#### [Exercise set]
1. Extract the part of the histogram tutorial from "We can start" to "can be called.".
2. Write the next part of the D3 histogram tutorial, picking up right after its final line.

#### [Given passage]
----------

Let’s work on being able to change the data that the histogram shows using a dropdown.

We can start by adding a very simple dropdown to our html body.

<body>
  <select id="metric">    <option value="humidity" selected>Humidity</option>    <option value="temperature">Temperature</option>    <option value="dewPoint">Dew Point</option>    <option value="windSpeed">Wing Speed</option>    <option value="cloudCover">Cloud Cover</option>    <option value="ozone">Ozone</option>  </select>
  <div id="chart"></div>

  <script src="https://d3js.org/d3.v6.min.js"></script>
  <script src="app.js"></script>
</body>

The option values match the keys in our data objects. Next we can create a new section at the end of our histogram. We want to place it at the bottom below all the visualization calls to make sure that everything renders before a re-render can be called.

async function draw(el) {
  // Data
  const dataset = await d3.json("data.json");

  const xAccessor = (d) => d.currently.humidity;
  // we only need the count here
  const yAccessor = (d) => d.length;

  // Dimensions
  let dimensions = {
    width: 800,
    height: 400,
    margins: 50,
  };

  dimensions.containerWidth = dimensions.width - dimensions.margins * 2;
  dimensions.containerHeight = dimensions.height - dimensions.margins * 2;

  binPadding = 2;

  // Draw Image
  const svg = d3
    .select(el)
    .append("svg")
    .attr("width", dimensions.width)
    .attr("height", dimensions.height);

  const container = svg
    .append("g")
    .classed("container", true)
    .attr(
      "transform",
      `translate(${dimensions.margins}, ${dimensions.margins})`
    );

  // Scales
  const xScale = d3
    .scaleLinear()
    .domain(d3.extent(dataset, xAccessor))
    .range([0, dimensions.containerWidth])
    .nice();

  const bin = d3
    .bin()
    .domain(xScale.domain()) // data domain
    .value(xAccessor) // data values
    .thresholds(10); // number of buckets

  const binnedDataset = bin(dataset);
  console.log(binnedDataset);

  const yScale = d3
    .scaleLinear()
    .domain([0, d3.max(binnedDataset, yAccessor)])
    .range([dimensions.containerHeight, 0])
    .nice();

  // Draw Bars
  container
    .append("g")
    .classed("bars", true)
    .selectAll("rect")
    .data(binnedDataset)
    .join("rect")
    //.attr('width', ((dimensions.containerWidth / binnedDataset.length) - binPadding))

----------

Items from a dataset:
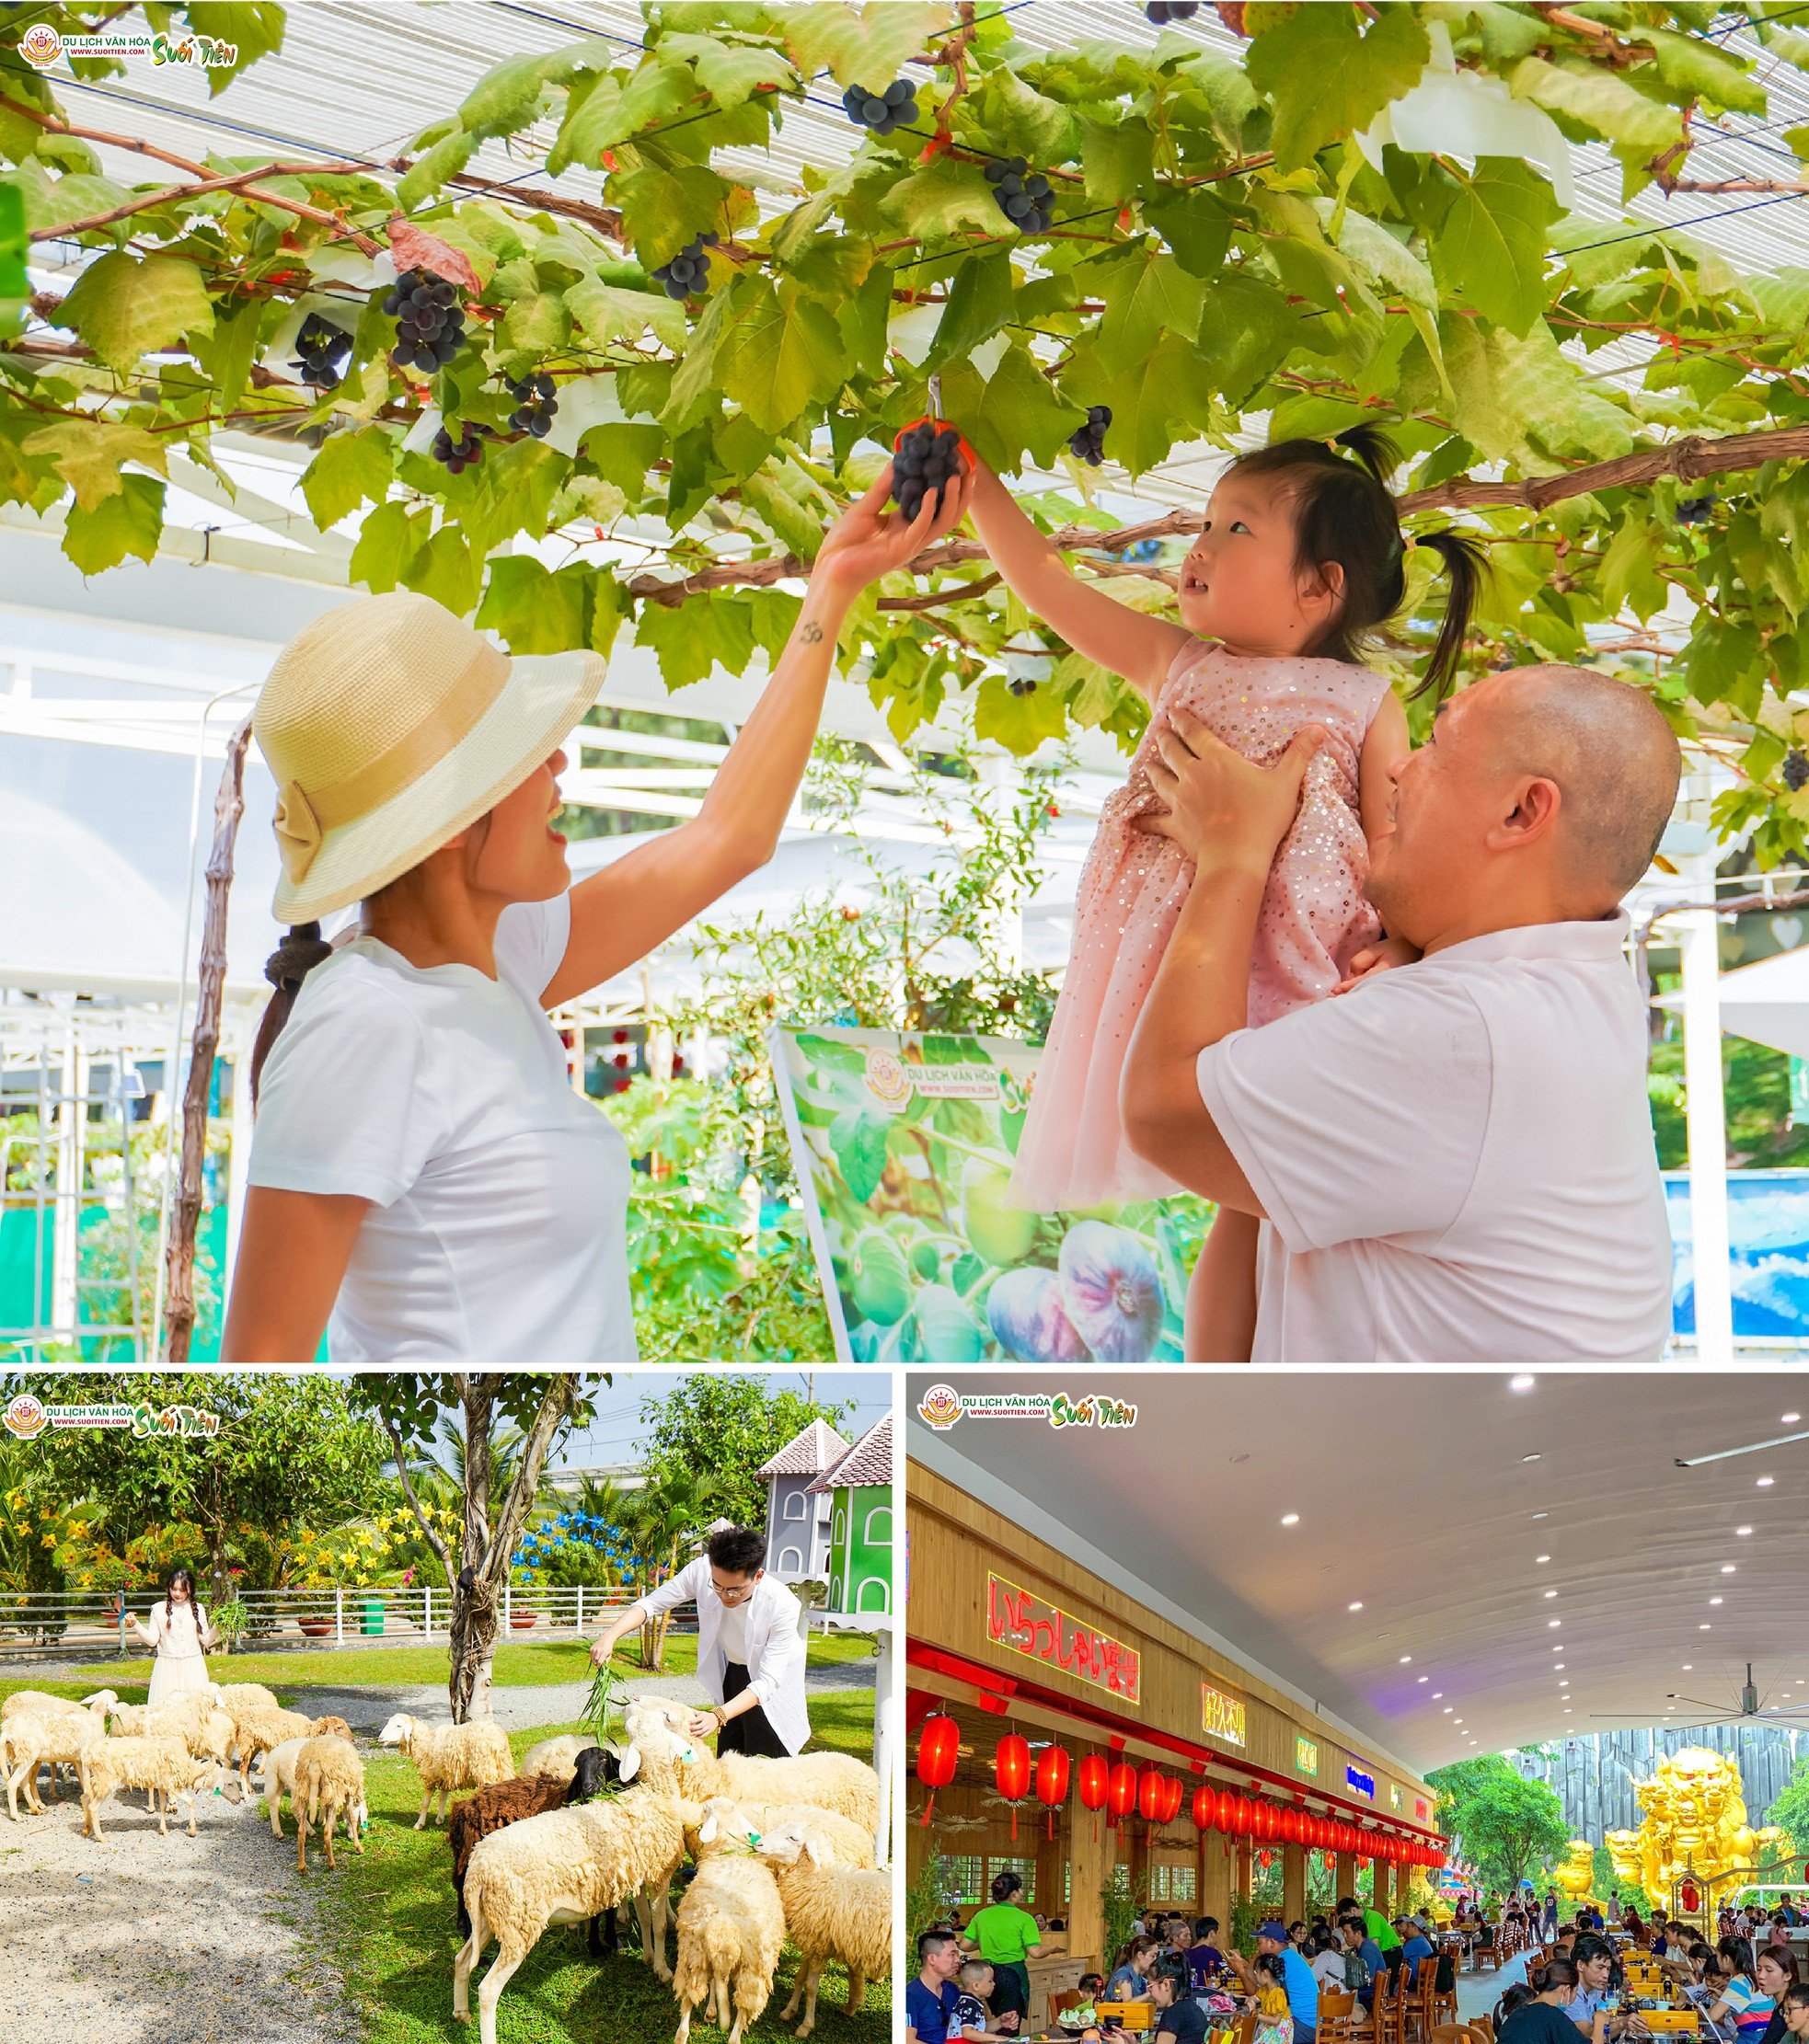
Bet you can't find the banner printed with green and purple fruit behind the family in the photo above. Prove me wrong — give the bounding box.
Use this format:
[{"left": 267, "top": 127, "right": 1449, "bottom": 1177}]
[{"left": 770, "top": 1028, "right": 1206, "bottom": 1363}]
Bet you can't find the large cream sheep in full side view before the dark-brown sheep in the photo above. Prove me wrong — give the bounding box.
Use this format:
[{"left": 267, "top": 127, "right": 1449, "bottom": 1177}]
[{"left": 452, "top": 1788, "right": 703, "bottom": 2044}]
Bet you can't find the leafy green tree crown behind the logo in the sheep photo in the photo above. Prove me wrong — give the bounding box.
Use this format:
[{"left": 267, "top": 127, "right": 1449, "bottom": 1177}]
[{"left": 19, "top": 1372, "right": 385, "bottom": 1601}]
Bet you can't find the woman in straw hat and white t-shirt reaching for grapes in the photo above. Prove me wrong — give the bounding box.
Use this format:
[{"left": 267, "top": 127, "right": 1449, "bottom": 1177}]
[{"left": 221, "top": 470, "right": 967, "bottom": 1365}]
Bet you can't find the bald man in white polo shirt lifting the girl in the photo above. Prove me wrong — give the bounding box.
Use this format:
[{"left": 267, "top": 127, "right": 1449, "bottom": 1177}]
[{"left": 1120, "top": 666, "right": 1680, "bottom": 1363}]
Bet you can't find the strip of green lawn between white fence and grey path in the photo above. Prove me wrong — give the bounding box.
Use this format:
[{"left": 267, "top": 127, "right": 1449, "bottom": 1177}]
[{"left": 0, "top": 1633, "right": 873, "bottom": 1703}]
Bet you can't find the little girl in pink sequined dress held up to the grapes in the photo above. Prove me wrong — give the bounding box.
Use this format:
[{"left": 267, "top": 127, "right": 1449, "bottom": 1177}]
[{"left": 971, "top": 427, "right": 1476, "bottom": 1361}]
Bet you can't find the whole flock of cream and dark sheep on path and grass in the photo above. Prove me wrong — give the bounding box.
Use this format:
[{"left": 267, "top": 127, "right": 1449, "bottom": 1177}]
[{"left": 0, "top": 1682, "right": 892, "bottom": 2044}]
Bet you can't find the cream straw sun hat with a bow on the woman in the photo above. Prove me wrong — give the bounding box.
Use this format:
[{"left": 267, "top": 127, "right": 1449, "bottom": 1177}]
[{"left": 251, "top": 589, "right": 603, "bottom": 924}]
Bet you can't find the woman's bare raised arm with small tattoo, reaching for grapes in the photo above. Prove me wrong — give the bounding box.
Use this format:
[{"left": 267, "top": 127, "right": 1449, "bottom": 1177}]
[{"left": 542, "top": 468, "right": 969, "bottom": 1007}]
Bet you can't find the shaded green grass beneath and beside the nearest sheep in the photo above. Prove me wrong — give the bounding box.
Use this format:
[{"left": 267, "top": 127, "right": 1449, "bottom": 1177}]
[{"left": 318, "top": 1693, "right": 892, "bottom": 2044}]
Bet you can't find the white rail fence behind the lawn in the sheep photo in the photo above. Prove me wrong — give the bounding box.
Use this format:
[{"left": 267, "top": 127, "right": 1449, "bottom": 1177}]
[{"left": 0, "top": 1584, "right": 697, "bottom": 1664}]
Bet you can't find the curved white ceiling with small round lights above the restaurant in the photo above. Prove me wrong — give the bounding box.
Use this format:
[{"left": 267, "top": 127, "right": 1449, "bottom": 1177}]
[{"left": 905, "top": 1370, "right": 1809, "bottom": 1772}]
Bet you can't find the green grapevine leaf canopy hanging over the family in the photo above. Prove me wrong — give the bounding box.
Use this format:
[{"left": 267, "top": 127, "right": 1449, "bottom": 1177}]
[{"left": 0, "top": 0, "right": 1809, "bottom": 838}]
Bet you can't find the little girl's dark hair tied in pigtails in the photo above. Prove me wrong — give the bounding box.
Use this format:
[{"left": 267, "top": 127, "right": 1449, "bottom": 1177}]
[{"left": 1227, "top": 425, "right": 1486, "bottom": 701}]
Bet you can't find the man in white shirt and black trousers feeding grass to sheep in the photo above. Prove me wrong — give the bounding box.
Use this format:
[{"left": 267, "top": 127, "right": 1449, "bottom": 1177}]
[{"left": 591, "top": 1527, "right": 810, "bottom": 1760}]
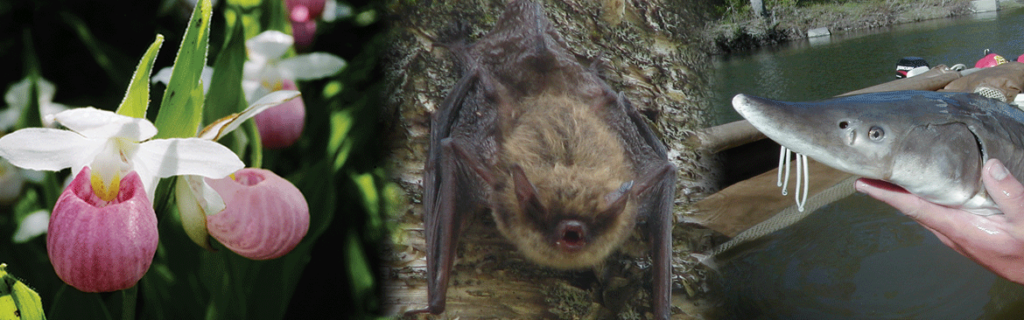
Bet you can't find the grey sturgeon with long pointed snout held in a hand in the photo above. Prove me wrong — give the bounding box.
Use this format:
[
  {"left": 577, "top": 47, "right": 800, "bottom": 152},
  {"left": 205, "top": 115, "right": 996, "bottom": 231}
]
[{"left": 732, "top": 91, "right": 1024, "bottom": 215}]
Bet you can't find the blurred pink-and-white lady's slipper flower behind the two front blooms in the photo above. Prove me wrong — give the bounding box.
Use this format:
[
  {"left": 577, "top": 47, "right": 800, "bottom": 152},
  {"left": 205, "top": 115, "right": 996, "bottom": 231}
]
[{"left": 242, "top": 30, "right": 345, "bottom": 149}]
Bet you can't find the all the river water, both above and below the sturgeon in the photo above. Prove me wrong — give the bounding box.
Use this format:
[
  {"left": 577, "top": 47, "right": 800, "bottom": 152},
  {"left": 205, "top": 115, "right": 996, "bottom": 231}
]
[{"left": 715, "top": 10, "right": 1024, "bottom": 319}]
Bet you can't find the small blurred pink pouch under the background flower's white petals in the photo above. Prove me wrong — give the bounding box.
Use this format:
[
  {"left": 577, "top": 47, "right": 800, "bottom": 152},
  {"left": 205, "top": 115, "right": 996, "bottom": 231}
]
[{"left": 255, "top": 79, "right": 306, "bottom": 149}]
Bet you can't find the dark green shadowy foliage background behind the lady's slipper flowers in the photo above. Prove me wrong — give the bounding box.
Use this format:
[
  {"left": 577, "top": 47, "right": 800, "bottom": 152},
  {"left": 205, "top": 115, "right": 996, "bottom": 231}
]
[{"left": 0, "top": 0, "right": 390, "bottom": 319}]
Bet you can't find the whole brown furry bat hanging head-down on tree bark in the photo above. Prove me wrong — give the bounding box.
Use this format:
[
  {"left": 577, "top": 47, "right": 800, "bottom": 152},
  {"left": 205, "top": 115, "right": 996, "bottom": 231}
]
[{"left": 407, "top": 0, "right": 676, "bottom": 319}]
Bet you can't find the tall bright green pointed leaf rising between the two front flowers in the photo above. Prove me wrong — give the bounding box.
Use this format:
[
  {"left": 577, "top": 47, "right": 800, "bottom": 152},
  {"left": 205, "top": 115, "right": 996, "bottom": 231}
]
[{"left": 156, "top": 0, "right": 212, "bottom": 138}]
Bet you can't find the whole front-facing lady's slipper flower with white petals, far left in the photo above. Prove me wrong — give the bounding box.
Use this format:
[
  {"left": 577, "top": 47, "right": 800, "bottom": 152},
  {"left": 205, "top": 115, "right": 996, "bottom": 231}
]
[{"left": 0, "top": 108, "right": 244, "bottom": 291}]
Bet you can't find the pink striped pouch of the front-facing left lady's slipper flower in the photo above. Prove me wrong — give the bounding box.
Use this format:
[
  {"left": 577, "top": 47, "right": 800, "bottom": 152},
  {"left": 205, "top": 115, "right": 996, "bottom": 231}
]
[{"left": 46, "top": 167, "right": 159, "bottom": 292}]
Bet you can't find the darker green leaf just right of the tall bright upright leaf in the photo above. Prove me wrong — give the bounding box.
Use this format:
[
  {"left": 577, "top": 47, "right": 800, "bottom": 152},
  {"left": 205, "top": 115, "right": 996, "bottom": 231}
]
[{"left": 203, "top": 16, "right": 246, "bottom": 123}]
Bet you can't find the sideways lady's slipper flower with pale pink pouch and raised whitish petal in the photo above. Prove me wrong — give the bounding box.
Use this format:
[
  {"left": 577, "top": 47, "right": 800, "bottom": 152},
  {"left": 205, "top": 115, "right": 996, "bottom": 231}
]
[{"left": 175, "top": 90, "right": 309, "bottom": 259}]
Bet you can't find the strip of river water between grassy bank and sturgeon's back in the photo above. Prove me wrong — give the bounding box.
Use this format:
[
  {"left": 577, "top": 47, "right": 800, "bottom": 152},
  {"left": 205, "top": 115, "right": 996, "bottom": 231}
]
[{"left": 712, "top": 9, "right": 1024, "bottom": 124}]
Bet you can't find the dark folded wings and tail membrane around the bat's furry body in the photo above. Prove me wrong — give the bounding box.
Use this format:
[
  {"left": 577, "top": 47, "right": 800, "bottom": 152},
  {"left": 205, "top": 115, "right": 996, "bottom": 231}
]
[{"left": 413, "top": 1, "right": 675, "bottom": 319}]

----------

#### [Results for the exercise]
1.
We can start by adding a very simple dropdown to our html body.

<body>
  <select id="metric">    <option value="humidity" selected>Humidity</option>    <option value="temperature">Temperature</option>    <option value="dewPoint">Dew Point</option>    <option value="windSpeed">Wing Speed</option>    <option value="cloudCover">Cloud Cover</option>    <option value="ozone">Ozone</option>  </select>
  <div id="chart"></div>

  <script src="https://d3js.org/d3.v6.min.js"></script>
  <script src="app.js"></script>
</body>

The option values match the keys in our data objects. Next we can create a new section at the end of our histogram. We want to place it at the bottom below all the visualization calls to make sure that everything renders before a re-render can be called.

2.
    .attr("width", (d) => d3.max([0, xScale(d.x1) - xScale(d.x0)]) - binPadding)
    .attr("height", (d) => dimensions.containerHeight - yScale(yAccessor(d)))
    .attr("x", (d) => xScale(d.x0))
    .attr("y", (d) => yScale(yAccessor(d)))
    .attr("fill", "#01c5c4");

  // Bar Labels
  container
    .append("g")
    .classed("bar-labels", true)
    .selectAll("text")
    .data(binnedDataset)
    .join("text")
    // add half the size of the bar to center the text
    .attr("x", (d) => xScale(d.x0) + (xScale(d.x1) - xScale(d.x0)) / 2)
    .attr("y", (d) => yScale(yAccessor(d)) - 10)
    .text(yAccessor)

  // Draw Axis
  const xAxis = d3.axisBottom(xScale);

  const xAxisGroup = container
    .append("g")
    .style("transform", `translateY(${dimensions.containerHeight}px)`);

  xAxisGroup.call(xAxis);

  // Select Handler  d3.select('#metric')    .on('change', function (e) {      e.preventDefault()      console.log(this)    })}

draw("#chart");

And we can see that D3 has it’s own event method, .on where we specify the type of change and then the callback function. We are just going to prevent the default behaviour and then log the action to start.

log event

Let’s make a new function that contains all the data specific code the histogram that takes the metric as an argument, and move all the metric reliant code into that. Then we can call that function inside our event handler.

async function draw(el) {
  // Data
  const dataset = await d3.json("data.json");

  // Dimensions
  let dimensions = {
    width: 800,
    height: 400,
    margins: 50,
  };

  dimensions.containerWidth = dimensions.width - dimensions.margins * 2;
  dimensions.containerHeight = dimensions.height - dimensions.margins * 2;

  binPadding = 2;

  // Draw Image
  const svg = d3
    .select(el)
    .append("svg")
    .attr("width", dimensions.width)
    .attr("height", dimensions.height);

  const container = svg
    .append("g")
    .classed("container", true)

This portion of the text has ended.